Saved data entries
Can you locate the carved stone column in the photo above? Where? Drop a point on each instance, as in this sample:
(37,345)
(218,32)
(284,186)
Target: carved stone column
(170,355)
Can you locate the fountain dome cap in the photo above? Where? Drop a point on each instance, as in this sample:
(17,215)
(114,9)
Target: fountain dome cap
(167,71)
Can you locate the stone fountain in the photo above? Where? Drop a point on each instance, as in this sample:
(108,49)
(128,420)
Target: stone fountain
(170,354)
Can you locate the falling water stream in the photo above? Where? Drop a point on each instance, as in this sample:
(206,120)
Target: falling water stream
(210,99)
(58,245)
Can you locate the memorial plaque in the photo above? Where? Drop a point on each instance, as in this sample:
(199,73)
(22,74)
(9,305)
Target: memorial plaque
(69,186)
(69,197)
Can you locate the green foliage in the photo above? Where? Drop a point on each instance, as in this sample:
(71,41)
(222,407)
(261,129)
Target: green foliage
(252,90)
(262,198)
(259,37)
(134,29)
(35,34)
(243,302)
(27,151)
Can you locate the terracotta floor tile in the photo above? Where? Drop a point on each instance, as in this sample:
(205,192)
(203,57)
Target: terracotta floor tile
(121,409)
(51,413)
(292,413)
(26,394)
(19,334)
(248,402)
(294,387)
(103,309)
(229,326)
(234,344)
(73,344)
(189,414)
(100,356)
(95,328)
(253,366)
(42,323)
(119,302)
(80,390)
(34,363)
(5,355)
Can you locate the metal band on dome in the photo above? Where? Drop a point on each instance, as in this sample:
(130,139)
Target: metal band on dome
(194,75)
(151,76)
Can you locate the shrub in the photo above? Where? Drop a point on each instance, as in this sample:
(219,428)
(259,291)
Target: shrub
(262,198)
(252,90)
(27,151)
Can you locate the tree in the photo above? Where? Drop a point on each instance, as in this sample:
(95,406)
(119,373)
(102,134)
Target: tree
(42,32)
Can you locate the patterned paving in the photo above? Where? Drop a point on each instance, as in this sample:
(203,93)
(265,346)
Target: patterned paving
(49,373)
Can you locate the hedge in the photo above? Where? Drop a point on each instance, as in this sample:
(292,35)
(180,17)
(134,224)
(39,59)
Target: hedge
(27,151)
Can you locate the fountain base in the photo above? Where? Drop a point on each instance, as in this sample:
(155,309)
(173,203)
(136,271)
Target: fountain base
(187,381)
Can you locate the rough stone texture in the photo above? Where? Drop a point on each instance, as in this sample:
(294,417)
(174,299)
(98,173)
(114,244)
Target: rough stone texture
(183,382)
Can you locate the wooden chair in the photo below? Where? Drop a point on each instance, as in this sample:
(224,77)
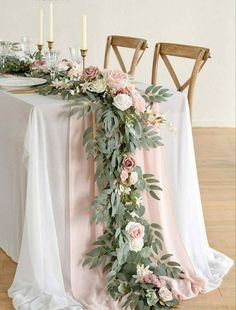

TASK TO CARRY OUT
Set every line of the records down again exactly, and exclude all pictures.

SOLUTION FOR THIS EXERCISE
Can you locate the carved stone column in the photo above? Where? Drop a point on each instance, as in this sample:
(37,345)
(218,32)
(284,186)
Target: carved stone column
(170,355)
Can you locate the fountain dome cap in the photo above? Where? Drop a point on each instance, as in this sample:
(17,215)
(114,9)
Target: fountain dome cap
(167,71)
Can you locate the stone fountain in the photo above? Where? Drop a point on each instance, as in this sample:
(108,49)
(128,420)
Target: stone fountain
(170,354)
Can you locate the falling water stream in the photo above? Where? Drop a point on each instance, as in this sample:
(206,120)
Target: falling water stream
(210,99)
(58,245)
Can you locate the memorial plaque in the photo above? Where? Drop a point on each instance, as in this sample:
(199,73)
(22,74)
(9,305)
Target: memorial plaque
(69,186)
(69,197)
Can you locate the green foliage in the photo above? Where? Drop a point on each instance, as in this sample:
(71,41)
(222,407)
(261,129)
Target: green foliage
(252,90)
(262,198)
(259,37)
(134,29)
(35,34)
(243,302)
(27,151)
Can you locate the terracotta floor tile in the photo above? Where? Drop a point on each instance, as in this sample:
(205,192)
(203,57)
Target: terracotta floor tile
(121,409)
(51,413)
(292,413)
(26,394)
(19,334)
(248,402)
(294,387)
(103,309)
(229,326)
(234,344)
(73,344)
(189,414)
(100,356)
(95,328)
(253,366)
(42,323)
(119,302)
(80,390)
(34,363)
(5,355)
Can you locate the metal band on dome in the photo above? Where? Drop a point on each instance, as in this sample:
(130,139)
Target: metal band on dome
(194,75)
(151,76)
Can you locate the shrub in the photo above? Where? Drop a point on each instance, as in this sample:
(219,428)
(259,291)
Target: shrub
(262,198)
(252,90)
(27,151)
Can you locate the tree in the photo above? Where? Drop a point on each instance, as in this sample:
(95,406)
(119,373)
(102,134)
Target: tree
(42,32)
Can you locate the patterned paving in the photo above? Where? Drop a point on each instance, as in this sample:
(203,93)
(265,346)
Target: patterned paving
(49,373)
Can you locate the hedge in the photo above? Where? Drop a point on each instance, as in this sample:
(292,35)
(180,17)
(134,224)
(39,59)
Target: hedge
(27,151)
Can you locate the fountain base in the photo above? Where? Drop a point on each instance, as in this sample:
(155,309)
(173,203)
(136,271)
Target: fountain base
(187,381)
Can you locate the rough stone texture in the photo above? Where? Drop a point on each instance, as in this sample:
(294,417)
(174,299)
(98,173)
(114,244)
Target: rough stone texture
(183,382)
Can you locate the wooden chair in the photo below? Where? Drop a point on each instance, as in this sample:
(224,77)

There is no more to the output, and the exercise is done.